▶ **Task prompt**
Every record below needs to be set down exactly. Pictures do not belong in the copy.

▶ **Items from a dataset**
:::::
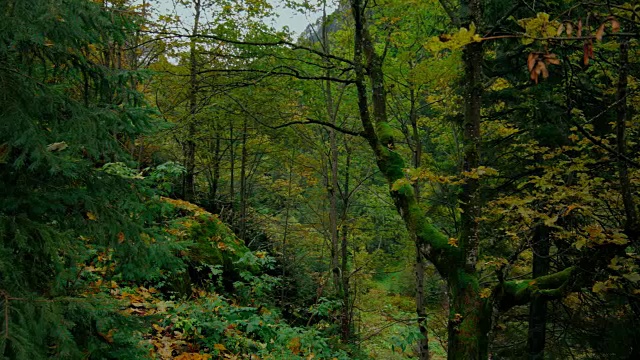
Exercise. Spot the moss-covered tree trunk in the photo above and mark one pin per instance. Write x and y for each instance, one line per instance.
(190, 145)
(469, 318)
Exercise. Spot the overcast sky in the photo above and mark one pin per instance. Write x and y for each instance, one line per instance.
(295, 21)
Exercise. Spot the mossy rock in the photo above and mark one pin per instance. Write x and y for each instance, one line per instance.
(213, 244)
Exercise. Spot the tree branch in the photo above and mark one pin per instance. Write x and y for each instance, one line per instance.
(520, 292)
(319, 122)
(291, 45)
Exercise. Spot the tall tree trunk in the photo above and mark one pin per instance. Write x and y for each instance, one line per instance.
(332, 177)
(232, 165)
(243, 183)
(631, 224)
(190, 145)
(538, 305)
(469, 320)
(421, 263)
(215, 183)
(421, 311)
(344, 253)
(470, 315)
(286, 229)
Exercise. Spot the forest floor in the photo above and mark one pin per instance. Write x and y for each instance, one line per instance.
(387, 322)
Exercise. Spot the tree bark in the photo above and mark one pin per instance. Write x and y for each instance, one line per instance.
(421, 263)
(243, 183)
(190, 145)
(631, 224)
(344, 253)
(538, 305)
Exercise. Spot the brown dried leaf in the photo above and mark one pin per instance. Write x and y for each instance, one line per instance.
(600, 32)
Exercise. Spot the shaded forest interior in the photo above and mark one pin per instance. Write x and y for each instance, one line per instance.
(436, 179)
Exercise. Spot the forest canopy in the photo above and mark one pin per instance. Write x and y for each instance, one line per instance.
(403, 179)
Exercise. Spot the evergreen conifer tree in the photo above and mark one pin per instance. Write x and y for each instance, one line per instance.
(64, 113)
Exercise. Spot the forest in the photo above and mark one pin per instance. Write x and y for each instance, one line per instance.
(404, 179)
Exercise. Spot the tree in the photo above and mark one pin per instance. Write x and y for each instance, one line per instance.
(69, 104)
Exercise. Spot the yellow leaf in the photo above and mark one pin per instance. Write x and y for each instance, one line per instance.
(485, 293)
(453, 242)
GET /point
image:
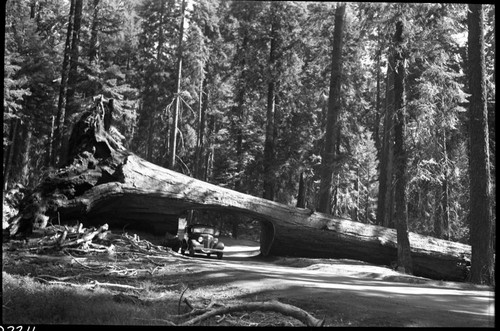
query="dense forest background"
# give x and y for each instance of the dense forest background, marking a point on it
(250, 109)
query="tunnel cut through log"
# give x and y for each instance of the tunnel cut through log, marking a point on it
(106, 181)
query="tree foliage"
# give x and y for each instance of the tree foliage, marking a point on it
(128, 51)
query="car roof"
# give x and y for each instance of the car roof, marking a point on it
(203, 225)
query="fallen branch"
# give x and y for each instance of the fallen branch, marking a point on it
(275, 306)
(86, 237)
(180, 300)
(129, 287)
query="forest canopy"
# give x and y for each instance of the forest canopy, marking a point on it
(244, 87)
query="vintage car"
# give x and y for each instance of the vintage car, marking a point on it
(202, 238)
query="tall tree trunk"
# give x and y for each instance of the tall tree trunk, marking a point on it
(72, 80)
(376, 127)
(25, 156)
(401, 214)
(51, 142)
(482, 266)
(301, 196)
(269, 145)
(9, 157)
(61, 105)
(385, 193)
(240, 101)
(94, 37)
(355, 210)
(445, 189)
(173, 133)
(438, 218)
(202, 113)
(329, 150)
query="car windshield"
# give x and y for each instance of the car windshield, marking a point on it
(203, 229)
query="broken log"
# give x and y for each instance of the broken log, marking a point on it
(108, 183)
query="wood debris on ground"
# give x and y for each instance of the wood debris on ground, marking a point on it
(79, 240)
(56, 244)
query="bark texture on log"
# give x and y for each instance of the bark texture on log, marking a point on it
(109, 184)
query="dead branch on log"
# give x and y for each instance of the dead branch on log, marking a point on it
(275, 306)
(180, 300)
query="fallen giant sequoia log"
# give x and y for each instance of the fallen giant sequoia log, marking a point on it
(107, 182)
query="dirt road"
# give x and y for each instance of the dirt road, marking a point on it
(347, 292)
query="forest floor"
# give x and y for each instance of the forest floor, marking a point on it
(136, 288)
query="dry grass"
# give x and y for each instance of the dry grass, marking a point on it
(27, 301)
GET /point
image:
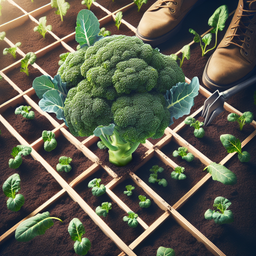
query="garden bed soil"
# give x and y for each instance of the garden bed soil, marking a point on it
(234, 239)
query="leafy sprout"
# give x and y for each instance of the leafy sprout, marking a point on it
(42, 28)
(118, 19)
(12, 50)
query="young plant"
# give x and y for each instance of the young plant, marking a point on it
(129, 189)
(199, 130)
(88, 3)
(233, 144)
(2, 34)
(29, 59)
(245, 118)
(64, 164)
(103, 32)
(178, 174)
(185, 54)
(42, 28)
(103, 209)
(97, 188)
(118, 19)
(183, 152)
(10, 188)
(139, 3)
(131, 219)
(221, 215)
(221, 173)
(34, 226)
(153, 177)
(12, 50)
(25, 112)
(144, 202)
(217, 21)
(50, 143)
(76, 230)
(163, 251)
(62, 7)
(17, 153)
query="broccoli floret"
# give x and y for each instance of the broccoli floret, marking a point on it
(69, 71)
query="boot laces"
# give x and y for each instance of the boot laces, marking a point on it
(242, 25)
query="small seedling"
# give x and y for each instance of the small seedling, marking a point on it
(245, 118)
(129, 189)
(139, 3)
(76, 230)
(221, 215)
(64, 164)
(10, 188)
(62, 7)
(199, 130)
(144, 202)
(183, 152)
(29, 59)
(88, 3)
(97, 188)
(118, 19)
(34, 226)
(131, 219)
(162, 251)
(103, 209)
(17, 153)
(50, 142)
(153, 177)
(178, 174)
(103, 32)
(233, 144)
(217, 21)
(12, 50)
(25, 111)
(185, 54)
(42, 28)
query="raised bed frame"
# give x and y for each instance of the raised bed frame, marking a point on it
(83, 146)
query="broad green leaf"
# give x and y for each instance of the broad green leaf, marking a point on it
(34, 226)
(231, 143)
(14, 204)
(218, 19)
(180, 98)
(82, 248)
(207, 39)
(53, 102)
(87, 28)
(62, 7)
(12, 185)
(76, 229)
(163, 251)
(221, 174)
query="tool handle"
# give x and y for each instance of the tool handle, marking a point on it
(237, 88)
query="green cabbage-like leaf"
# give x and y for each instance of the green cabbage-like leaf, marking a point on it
(221, 174)
(180, 98)
(87, 28)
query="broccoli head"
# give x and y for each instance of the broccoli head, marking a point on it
(69, 71)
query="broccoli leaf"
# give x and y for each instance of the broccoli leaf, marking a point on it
(163, 251)
(221, 174)
(34, 226)
(180, 98)
(62, 7)
(87, 28)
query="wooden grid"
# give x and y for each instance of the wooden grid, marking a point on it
(152, 150)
:::::
▶ **Exercise answer**
Exercise. Spot the moss-covered tree trunk in the photo above and mark one pin per instance. Write x and y for each instance, one line per instance.
(190, 145)
(469, 318)
Exercise. Spot the overcast sky in the photo above and mark one pin per instance. Write x and y for each instance, one line per instance.
(295, 21)
Exercise. Spot the mossy rock in the photo above and mark one pin per instance. Write x and y for each instance, one line per instance.
(213, 244)
Exercise. Spot the tree branch in the photo above and mark one pin per instance. Write x and y for each instance, one line per instance.
(520, 292)
(319, 122)
(291, 45)
Exercise. Spot the tall tree trunk in the photo above and mark one pin per instance. Write x and y for each instance, one line per instance.
(332, 177)
(232, 165)
(243, 183)
(631, 224)
(190, 145)
(538, 305)
(469, 320)
(421, 263)
(215, 183)
(421, 311)
(344, 253)
(470, 315)
(286, 229)
Exercise. Spot the forest floor in the photo above and mark one pin per instance. Write x and y for each instance, one line per instance.
(387, 322)
Exercise. Spot the tree bark in the photo above and mark one pin per instance. Write x and y for each instance, one line per instance.
(421, 263)
(243, 183)
(190, 145)
(631, 224)
(344, 253)
(538, 305)
Exercise. Spot the brown dried leaf in the photo above and mark one pin per instance. Write x and y for each instance, one line per instance.
(600, 32)
Exercise. Spot the shaded forest interior in the photo above and mark one pin per instance. Write x and y for each instance, one line per instance.
(436, 179)
Exercise. Spot the forest canopy in the photo above and mark one pin per instance. Write x and y for each instance, one line per instance.
(403, 179)
Exercise. Spot the evergreen conifer tree in the photo above and mark one pin per instance. Write x and y for each instance, one line per instance.
(64, 113)
Exercise. Spot the forest in the photo above and mark one pin per instance. Write x and y for each instance, one line per instance.
(404, 179)
Exercise. Spot the tree in the photo above and mark one pin per instance. Write x and y for each instance, one line per instance.
(69, 104)
Exercise. Spot the yellow leaf in the photo above and mark one pin per instance. Write x and y for each instance, one line per instance.
(485, 293)
(453, 242)
GET /point
image:
query="dense forest background"
# give x and y for each instance of the dense forest background, marking a point on it
(250, 109)
query="tunnel cut through log"
# give x and y for each instance of the tunnel cut through log, marking a point on it
(106, 181)
query="tree foliage"
# give x and y for each instance of the tree foliage, marking a point on it
(128, 51)
query="car roof"
# give x and y for each instance of the car roof, marking a point on it
(203, 225)
query="fallen branch"
# give x and y for each instance of the fallen branch, marking a point on it
(275, 306)
(86, 237)
(180, 300)
(129, 287)
query="forest canopy"
# give x and y for each instance of the forest canopy, marking a point on it
(244, 87)
query="vintage car"
# give x and y for each instance of the vintage car, marking a point on it
(202, 238)
query="tall tree trunk"
# give x and y for each instance of the tall tree trunk, marking a point on it
(72, 80)
(376, 127)
(25, 156)
(401, 214)
(51, 142)
(482, 266)
(301, 196)
(269, 145)
(9, 157)
(61, 105)
(385, 193)
(240, 101)
(94, 37)
(355, 210)
(445, 189)
(173, 133)
(438, 218)
(202, 113)
(329, 150)
query="car windshield"
# give x and y for each instance of the car windshield, marking a point on it
(203, 229)
query="broken log"
# give x and y for each instance of the broken log, marking a point on it
(108, 183)
query="wood debris on ground"
# give x and y for each instance of the wood debris on ground, marking a point on it
(79, 240)
(56, 244)
query="bark texture on log"
# give x and y for each instance of the bark texture on log, marking a point on it
(109, 184)
query="dead branch on log"
# give x and y for each instance of the dead branch on log, marking a point on it
(275, 306)
(180, 300)
query="fallen giant sequoia log"
# give x and y for each instance of the fallen giant sequoia log, marking a point on it
(107, 182)
query="dirt road"
# give x and y for each instance of the dirt road, marking a point on it
(347, 292)
query="forest floor"
# give x and y for each instance of the forest floor, marking a point on it
(136, 288)
query="dry grass"
# give x and y for each instance of the dry grass, marking a point on it
(27, 301)
GET /point
image:
query="garden bed soil"
# give x and y for each instance of the garden bed soil, marking a point on it
(234, 239)
query="leafy sprout"
# give x and y for each instance of the leafy sprout, marking a point on it
(42, 28)
(118, 19)
(12, 50)
query="young plant"
# give x and y for each instance of the young plant, marking a point on it
(129, 189)
(199, 130)
(88, 3)
(233, 144)
(2, 34)
(29, 59)
(245, 118)
(64, 164)
(103, 32)
(178, 174)
(185, 54)
(42, 28)
(103, 209)
(97, 188)
(118, 19)
(183, 152)
(10, 188)
(139, 3)
(131, 219)
(221, 215)
(221, 173)
(34, 226)
(153, 177)
(12, 50)
(25, 112)
(144, 202)
(217, 21)
(50, 143)
(76, 230)
(163, 251)
(62, 7)
(17, 153)
query="broccoli floret"
# give x and y for each instance of the broccoli floret, marking a point on it
(69, 71)
query="boot laces"
# give x and y for each instance of the boot laces, marking a point on it
(242, 25)
query="small seedling"
# give x and y for each instance of the small seedling, marking a point on it
(245, 118)
(129, 189)
(139, 3)
(76, 230)
(221, 215)
(64, 164)
(10, 188)
(62, 7)
(199, 130)
(144, 202)
(183, 152)
(29, 59)
(88, 3)
(97, 188)
(118, 19)
(34, 226)
(131, 219)
(162, 251)
(103, 209)
(17, 153)
(50, 142)
(153, 177)
(178, 174)
(103, 32)
(233, 144)
(217, 21)
(12, 50)
(25, 111)
(185, 54)
(42, 28)
query="raised bed frame"
# give x and y for each instance of the raised bed frame, marking a point on it
(83, 146)
query="broad green leaf"
# give x and y for each instance of the broad green leaf, marking a point on it
(34, 226)
(231, 143)
(14, 204)
(218, 19)
(180, 98)
(82, 248)
(207, 39)
(53, 102)
(87, 28)
(62, 7)
(12, 185)
(76, 229)
(163, 251)
(221, 174)
query="tool handle"
# give x and y for each instance of the tool handle, marking a point on it
(237, 88)
query="green cabbage-like leaf"
# give x and y for each instance of the green cabbage-like leaf, marking a point on it
(221, 174)
(180, 98)
(87, 28)
query="broccoli head"
# give x and y for each instance of the broccoli head, marking a point on it
(69, 71)
query="broccoli leaf"
# give x and y for each instance of the broccoli leaf, marking a point on it
(163, 251)
(221, 174)
(34, 226)
(180, 98)
(62, 7)
(87, 28)
query="wooden grid"
# give x and y for each instance of the wooden grid, marking a point on it
(152, 150)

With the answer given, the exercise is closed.